** Opening Information block **

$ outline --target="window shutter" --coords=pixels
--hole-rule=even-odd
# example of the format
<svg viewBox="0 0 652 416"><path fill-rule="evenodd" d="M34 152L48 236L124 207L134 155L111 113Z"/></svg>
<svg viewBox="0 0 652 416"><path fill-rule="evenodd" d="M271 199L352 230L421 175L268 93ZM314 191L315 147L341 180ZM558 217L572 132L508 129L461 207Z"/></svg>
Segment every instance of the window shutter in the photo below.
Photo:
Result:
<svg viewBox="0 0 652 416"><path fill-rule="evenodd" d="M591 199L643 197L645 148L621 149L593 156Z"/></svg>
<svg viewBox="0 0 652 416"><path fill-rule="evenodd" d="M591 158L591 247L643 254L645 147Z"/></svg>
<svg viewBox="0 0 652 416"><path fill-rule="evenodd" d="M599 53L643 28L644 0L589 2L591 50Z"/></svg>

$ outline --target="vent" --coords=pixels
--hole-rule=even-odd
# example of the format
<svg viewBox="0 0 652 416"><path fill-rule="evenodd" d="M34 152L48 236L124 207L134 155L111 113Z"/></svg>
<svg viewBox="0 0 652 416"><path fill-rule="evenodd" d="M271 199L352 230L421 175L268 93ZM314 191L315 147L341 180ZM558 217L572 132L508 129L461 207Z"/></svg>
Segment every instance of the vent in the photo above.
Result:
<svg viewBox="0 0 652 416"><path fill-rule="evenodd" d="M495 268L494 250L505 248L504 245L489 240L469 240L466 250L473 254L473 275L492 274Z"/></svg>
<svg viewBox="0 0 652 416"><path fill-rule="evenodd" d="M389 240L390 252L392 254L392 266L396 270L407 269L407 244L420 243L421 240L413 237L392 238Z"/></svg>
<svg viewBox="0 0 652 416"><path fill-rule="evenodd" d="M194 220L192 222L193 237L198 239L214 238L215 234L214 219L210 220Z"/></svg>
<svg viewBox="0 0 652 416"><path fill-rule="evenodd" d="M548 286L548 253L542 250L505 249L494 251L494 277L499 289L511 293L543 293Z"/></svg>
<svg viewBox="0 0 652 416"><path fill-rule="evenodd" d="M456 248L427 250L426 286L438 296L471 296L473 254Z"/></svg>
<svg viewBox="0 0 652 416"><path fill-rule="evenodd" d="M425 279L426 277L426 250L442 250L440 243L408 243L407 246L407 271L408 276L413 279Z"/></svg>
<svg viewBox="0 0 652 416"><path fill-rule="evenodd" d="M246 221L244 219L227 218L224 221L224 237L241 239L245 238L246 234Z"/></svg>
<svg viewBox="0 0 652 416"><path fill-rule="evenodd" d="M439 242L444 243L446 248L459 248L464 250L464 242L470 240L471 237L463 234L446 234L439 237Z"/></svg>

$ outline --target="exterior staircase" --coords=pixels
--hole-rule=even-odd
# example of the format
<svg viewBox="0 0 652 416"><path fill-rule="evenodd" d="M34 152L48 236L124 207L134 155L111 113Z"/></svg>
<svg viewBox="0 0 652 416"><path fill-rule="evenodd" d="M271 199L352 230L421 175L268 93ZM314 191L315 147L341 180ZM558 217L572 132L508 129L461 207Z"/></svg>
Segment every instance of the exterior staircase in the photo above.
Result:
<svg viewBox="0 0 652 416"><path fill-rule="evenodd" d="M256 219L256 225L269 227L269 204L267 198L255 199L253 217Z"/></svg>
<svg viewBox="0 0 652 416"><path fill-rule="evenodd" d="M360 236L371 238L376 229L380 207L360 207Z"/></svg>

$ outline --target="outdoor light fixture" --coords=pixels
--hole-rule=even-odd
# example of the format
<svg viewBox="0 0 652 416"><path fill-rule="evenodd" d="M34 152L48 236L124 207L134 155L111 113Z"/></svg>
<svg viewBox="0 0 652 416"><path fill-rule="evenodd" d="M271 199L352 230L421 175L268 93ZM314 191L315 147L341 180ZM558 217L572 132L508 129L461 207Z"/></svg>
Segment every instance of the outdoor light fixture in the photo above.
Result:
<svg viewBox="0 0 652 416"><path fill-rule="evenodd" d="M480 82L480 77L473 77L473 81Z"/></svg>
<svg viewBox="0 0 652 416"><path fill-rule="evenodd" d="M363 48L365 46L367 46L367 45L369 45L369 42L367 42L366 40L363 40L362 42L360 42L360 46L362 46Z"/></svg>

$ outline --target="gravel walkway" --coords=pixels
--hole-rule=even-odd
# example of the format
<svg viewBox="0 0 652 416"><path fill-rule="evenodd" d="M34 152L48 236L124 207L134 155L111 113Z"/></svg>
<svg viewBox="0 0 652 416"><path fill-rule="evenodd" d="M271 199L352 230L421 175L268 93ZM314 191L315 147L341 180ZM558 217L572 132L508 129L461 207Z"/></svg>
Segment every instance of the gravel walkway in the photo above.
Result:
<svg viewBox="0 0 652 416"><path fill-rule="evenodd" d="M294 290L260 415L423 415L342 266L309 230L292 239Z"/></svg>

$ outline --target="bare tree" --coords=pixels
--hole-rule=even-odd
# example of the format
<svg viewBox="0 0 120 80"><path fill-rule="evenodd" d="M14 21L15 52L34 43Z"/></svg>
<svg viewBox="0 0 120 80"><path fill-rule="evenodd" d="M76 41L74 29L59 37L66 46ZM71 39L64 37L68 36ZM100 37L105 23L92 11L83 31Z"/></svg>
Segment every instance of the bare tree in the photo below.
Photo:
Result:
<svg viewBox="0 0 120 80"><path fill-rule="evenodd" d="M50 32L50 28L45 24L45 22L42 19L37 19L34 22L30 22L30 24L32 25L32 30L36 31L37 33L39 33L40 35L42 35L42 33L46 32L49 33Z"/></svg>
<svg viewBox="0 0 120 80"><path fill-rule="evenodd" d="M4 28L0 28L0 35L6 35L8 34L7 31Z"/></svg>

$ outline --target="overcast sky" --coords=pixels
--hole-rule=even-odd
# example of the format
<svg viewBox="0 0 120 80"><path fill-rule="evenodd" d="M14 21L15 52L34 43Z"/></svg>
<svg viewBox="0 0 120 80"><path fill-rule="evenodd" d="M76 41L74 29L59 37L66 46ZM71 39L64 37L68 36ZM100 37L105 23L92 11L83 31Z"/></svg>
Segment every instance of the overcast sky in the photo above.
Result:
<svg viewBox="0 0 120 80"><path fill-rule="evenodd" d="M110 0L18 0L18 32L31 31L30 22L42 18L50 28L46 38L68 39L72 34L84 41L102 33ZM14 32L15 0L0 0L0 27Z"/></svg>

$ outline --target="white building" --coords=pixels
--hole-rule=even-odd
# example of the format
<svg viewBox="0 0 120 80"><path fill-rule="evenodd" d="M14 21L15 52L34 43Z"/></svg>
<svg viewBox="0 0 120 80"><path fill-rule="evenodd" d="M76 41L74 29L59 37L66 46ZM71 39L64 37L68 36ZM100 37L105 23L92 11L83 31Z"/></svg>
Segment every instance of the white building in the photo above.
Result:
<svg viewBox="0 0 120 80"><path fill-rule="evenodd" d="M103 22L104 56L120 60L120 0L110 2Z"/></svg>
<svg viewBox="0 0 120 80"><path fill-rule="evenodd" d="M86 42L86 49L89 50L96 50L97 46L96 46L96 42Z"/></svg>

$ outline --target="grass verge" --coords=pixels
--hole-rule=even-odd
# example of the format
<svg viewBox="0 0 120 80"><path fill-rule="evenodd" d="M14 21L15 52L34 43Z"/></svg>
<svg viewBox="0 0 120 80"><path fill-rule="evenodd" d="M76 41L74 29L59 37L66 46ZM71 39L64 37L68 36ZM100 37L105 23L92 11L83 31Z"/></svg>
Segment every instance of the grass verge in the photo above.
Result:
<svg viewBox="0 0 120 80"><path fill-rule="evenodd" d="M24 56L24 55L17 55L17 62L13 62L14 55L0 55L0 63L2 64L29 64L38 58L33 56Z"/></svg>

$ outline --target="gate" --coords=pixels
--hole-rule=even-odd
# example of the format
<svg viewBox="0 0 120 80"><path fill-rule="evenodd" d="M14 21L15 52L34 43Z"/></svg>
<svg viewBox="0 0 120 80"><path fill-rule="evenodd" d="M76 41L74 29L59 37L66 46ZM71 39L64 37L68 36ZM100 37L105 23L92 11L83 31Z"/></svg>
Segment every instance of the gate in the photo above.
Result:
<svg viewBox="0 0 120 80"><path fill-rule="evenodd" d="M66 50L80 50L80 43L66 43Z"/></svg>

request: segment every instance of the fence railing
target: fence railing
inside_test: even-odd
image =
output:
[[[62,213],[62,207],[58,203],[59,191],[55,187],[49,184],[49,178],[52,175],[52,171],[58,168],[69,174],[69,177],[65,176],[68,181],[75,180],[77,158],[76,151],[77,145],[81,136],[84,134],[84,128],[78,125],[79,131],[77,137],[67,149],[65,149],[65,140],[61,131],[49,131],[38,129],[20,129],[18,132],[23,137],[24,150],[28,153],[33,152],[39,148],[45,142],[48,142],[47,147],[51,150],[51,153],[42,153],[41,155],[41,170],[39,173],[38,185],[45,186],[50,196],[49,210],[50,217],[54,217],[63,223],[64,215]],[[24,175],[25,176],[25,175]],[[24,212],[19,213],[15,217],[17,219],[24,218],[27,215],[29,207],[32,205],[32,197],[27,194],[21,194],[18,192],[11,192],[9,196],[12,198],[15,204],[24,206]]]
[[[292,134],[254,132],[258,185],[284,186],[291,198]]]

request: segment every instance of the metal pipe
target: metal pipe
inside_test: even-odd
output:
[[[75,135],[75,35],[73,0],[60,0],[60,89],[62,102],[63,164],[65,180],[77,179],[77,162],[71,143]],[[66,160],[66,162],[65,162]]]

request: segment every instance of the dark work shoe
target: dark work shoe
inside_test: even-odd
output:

** Closing Information block **

*Exercise description*.
The answer must consist of every line from the records above that holds "window".

*Result of this exercise*.
$ outline --target="window shutter" --coords=pixels
Segment every instance of the window shutter in the photo below.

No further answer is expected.